-- BEGIN --
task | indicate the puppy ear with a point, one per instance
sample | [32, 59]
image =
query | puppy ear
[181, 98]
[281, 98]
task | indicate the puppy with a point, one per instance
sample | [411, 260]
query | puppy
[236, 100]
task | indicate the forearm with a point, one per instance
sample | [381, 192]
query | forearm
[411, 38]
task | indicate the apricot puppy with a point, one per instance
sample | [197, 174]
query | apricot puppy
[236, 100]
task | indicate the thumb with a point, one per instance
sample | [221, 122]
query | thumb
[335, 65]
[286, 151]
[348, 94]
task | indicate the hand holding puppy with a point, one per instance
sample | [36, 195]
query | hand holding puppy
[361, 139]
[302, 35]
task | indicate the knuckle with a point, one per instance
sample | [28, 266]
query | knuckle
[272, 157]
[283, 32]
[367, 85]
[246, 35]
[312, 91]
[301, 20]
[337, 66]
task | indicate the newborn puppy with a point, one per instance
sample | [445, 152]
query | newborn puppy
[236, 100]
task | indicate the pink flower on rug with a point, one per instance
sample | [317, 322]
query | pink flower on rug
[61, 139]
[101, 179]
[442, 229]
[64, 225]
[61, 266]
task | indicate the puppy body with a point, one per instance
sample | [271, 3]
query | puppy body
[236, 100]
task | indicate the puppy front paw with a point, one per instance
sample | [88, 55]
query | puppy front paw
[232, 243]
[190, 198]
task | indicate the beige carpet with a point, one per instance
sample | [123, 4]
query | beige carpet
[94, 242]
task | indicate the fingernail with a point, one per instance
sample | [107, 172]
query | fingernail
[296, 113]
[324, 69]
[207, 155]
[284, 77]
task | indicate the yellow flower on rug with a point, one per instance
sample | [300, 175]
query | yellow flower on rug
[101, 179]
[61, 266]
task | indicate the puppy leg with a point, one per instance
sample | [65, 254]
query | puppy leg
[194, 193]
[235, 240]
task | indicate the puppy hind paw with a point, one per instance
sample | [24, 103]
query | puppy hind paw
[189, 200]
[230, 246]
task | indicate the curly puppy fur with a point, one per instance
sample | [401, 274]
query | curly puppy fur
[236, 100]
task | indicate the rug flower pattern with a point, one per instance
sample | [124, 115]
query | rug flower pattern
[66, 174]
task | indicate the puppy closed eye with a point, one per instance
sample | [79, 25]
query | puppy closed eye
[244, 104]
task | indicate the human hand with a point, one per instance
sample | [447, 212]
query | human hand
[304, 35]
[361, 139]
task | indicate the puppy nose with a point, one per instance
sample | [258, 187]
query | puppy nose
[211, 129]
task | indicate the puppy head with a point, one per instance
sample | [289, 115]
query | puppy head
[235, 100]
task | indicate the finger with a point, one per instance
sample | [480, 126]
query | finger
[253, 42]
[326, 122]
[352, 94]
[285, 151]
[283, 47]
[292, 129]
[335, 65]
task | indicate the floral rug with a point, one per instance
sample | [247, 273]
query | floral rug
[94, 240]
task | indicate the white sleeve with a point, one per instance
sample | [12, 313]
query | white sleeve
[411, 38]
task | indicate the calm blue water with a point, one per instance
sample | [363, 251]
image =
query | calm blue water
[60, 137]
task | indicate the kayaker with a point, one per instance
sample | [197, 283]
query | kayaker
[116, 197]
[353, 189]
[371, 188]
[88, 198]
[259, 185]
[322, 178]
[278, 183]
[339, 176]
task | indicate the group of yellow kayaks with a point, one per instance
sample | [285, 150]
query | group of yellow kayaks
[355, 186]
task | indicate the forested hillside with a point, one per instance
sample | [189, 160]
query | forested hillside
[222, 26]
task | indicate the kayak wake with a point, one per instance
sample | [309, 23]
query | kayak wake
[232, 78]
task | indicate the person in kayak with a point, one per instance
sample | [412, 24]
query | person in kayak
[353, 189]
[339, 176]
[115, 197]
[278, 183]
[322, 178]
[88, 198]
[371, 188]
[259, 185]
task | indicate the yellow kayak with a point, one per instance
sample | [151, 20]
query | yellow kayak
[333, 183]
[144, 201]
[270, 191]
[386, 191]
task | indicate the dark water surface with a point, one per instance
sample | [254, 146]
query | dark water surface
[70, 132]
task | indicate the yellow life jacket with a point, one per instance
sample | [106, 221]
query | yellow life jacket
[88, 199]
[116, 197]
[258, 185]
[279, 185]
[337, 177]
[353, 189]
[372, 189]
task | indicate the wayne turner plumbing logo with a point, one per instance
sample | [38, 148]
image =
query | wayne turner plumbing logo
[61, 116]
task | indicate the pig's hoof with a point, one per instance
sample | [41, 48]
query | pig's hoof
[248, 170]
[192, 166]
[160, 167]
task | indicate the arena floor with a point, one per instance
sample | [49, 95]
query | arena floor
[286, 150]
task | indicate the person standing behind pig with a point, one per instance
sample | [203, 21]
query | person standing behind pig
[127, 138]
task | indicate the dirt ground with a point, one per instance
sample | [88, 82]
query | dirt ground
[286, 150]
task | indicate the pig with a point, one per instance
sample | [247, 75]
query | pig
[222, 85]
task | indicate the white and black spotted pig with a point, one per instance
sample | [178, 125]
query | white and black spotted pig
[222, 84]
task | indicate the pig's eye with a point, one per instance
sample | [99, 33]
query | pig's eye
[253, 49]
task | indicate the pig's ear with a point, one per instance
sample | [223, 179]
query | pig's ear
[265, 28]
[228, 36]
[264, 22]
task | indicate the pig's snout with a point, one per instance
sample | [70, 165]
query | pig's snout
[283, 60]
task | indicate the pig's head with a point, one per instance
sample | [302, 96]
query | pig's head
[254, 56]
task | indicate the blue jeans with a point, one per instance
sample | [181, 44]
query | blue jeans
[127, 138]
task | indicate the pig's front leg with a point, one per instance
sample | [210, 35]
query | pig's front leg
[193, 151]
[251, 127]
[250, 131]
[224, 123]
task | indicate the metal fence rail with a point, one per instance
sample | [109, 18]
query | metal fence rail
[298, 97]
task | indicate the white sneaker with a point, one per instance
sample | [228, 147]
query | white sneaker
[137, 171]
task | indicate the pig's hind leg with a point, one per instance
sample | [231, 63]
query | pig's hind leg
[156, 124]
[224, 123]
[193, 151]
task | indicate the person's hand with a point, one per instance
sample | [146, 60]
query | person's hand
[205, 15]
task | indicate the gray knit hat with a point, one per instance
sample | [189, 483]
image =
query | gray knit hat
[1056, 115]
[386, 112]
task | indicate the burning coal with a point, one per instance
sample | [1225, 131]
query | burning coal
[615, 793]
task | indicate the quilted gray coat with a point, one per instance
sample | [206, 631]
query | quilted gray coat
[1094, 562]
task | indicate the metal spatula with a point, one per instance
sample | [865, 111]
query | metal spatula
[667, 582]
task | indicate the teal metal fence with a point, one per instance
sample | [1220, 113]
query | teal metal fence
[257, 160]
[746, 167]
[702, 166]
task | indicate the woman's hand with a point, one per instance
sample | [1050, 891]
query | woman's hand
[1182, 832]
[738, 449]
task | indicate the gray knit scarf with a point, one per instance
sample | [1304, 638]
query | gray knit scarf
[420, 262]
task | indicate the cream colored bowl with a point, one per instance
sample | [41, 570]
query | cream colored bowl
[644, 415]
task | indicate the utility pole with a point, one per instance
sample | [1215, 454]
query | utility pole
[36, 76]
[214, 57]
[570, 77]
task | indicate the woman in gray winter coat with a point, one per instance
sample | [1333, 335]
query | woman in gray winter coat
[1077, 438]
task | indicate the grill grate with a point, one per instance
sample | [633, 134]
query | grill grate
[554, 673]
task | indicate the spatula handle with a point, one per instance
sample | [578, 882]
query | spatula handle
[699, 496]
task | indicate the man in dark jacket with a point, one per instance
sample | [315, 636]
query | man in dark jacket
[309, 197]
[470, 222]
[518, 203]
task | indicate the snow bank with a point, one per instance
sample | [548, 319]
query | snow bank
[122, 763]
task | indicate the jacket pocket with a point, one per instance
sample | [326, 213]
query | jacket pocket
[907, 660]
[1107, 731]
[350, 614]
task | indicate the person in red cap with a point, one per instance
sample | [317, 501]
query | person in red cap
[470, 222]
-- END --
- **YOUR TASK**
Give back exactly the lines running from the line containing "task | indicate the woman in" through the end of the material above, both included, and nothing beyond them.

- **IN RESPONSE**
task | indicate the woman in gray winter coat with a point, one per instance
sample | [1333, 335]
query | woman in gray winter coat
[1077, 438]
task | indicate the grill grate with a point, one per instance
sample | [633, 134]
query | grill grate
[554, 673]
task | indicate the spatula handle with a point, one per instance
sample | [578, 882]
query | spatula handle
[699, 496]
task | indicate the man in dark jacket with a point, one per instance
sample | [315, 636]
query | man in dark jacket
[309, 197]
[470, 222]
[518, 203]
task | indicate the snow bank with a point, one per instance
sample | [548, 319]
query | snow bank
[122, 763]
task | indicate the jacket pocket with a point, one per instance
sample | [326, 213]
query | jacket pocket
[907, 660]
[1107, 731]
[350, 614]
task | indicate the person in red cap with a point, one per instance
sample | [317, 501]
query | person in red cap
[470, 222]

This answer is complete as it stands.